# EXERCISE
How many lines in the entries below contain the string "bowl"? Reply with the number only.

# EXERCISE DATA
══════════
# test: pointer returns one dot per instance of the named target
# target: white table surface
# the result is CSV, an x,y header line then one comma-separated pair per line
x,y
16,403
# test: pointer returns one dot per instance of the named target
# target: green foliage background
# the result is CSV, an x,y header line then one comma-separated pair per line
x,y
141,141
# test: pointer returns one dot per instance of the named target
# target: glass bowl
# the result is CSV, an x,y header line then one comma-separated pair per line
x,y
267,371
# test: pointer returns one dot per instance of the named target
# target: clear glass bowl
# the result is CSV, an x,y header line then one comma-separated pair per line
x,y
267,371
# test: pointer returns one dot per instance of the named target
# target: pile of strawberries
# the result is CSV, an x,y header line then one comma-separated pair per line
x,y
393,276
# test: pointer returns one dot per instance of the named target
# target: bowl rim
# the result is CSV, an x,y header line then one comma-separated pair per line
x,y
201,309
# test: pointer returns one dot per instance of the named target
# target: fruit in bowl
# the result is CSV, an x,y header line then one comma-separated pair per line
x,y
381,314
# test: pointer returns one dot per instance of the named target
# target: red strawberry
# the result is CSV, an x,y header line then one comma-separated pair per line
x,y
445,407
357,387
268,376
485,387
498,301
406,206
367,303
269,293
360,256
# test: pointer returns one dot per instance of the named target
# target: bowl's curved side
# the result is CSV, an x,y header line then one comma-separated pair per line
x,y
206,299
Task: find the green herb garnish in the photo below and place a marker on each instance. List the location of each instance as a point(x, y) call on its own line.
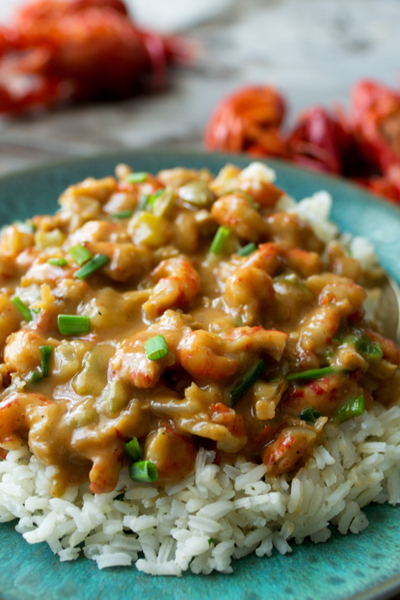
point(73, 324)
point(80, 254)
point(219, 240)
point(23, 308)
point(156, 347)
══════════
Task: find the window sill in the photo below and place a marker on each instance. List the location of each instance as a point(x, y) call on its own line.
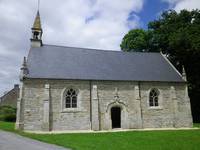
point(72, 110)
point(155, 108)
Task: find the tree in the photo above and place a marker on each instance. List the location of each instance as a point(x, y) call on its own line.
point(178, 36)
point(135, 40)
══════════
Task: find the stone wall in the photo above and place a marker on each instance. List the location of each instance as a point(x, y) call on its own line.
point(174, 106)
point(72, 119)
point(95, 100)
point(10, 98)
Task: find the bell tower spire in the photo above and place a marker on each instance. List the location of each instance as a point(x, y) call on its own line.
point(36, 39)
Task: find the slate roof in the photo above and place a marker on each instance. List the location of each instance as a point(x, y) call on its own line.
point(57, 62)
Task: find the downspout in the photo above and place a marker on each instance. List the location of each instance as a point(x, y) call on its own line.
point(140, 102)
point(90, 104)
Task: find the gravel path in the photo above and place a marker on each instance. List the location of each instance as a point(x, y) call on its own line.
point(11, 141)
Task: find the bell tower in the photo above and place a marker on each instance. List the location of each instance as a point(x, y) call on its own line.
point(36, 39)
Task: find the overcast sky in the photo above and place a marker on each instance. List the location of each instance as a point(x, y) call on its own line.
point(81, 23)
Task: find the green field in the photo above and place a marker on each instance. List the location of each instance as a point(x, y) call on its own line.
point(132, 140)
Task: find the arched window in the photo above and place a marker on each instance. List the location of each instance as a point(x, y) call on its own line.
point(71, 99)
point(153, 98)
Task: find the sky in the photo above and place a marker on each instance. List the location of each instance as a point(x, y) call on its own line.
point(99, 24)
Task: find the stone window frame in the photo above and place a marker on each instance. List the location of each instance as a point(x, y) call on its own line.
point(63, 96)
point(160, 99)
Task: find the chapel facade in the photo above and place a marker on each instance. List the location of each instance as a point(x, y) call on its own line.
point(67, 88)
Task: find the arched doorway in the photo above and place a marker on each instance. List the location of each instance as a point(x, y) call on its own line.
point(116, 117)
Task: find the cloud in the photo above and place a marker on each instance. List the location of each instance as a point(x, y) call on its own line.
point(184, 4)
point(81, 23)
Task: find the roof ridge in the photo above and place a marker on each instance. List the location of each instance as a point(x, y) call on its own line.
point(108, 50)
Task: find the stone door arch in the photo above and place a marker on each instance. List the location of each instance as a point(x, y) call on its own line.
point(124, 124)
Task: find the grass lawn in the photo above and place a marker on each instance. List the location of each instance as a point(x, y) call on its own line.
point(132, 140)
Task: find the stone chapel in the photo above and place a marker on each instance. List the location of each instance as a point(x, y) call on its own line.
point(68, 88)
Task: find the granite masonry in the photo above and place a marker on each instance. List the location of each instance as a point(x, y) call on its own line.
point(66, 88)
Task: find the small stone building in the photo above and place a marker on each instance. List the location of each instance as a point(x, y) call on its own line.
══════════
# SOLUTION TO THE PROBLEM
5